» AIM: In the leadership essay, what is the title of the book the author wrote about Alan Mulally's management principles?

We Need Good Leaders Badly! Are You Up to the Challenge?


On September 5, 2006, I was sitting at my desk working. It was the day after labor day. 

The phone rang and the caller announced that he was in the HR department at Ford Motor Company, and he was giving me an advance notice that Alan Mulally, CEO of Boeing Commercial Airplanes, was going to be the new CEO at Ford. “I’m calling you because the book you wrote about Mr. Mulally helped us decide to tap him as our new CEO, and the media will most likely be calling you with questions.”

Sure enough, within an hour after the announcement was made, a reporter from USA Today called. “I understand you wrote a book called Working Together about Mr. Mulally’s management principles,” the reporter began. “Do you think he can run Ford? He’s not a car guy.”

“It’s not about knowing how to build cars,” I replied. “Ford needs leadership, and Mulally is the best there is.” 

Did they ever need leadership! They were losing 16 billion dollars that year. I did the math: that’s $46 million dollars every single day of the year! I can’t conceive how you can lose that kind of money, but Ford was doing so.

And Alan Mulally had the confidence to promise Ford that he would not only stop the hemorrhaging of money but he would make them profitable by 2009, without taking any government bailout money!

He was as good as his word.

By 2009 Ford was profitable again, and Mulally stayed on until 2014, perhaps to prove it wasn’t an accident.

Three years later, his successor was terminated by Ford. He had not sustained the performance that Mulally achieved.

» RECORD EXTRACTS:
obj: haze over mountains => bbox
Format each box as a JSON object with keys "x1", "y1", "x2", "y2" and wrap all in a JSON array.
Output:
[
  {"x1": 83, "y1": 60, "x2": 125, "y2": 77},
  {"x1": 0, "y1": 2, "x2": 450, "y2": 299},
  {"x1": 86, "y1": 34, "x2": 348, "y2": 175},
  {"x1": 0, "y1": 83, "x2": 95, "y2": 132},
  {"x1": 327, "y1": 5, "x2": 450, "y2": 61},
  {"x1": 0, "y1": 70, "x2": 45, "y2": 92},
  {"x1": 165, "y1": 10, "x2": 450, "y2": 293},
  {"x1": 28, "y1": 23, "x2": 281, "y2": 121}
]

» TASK OUTPUT: Working Together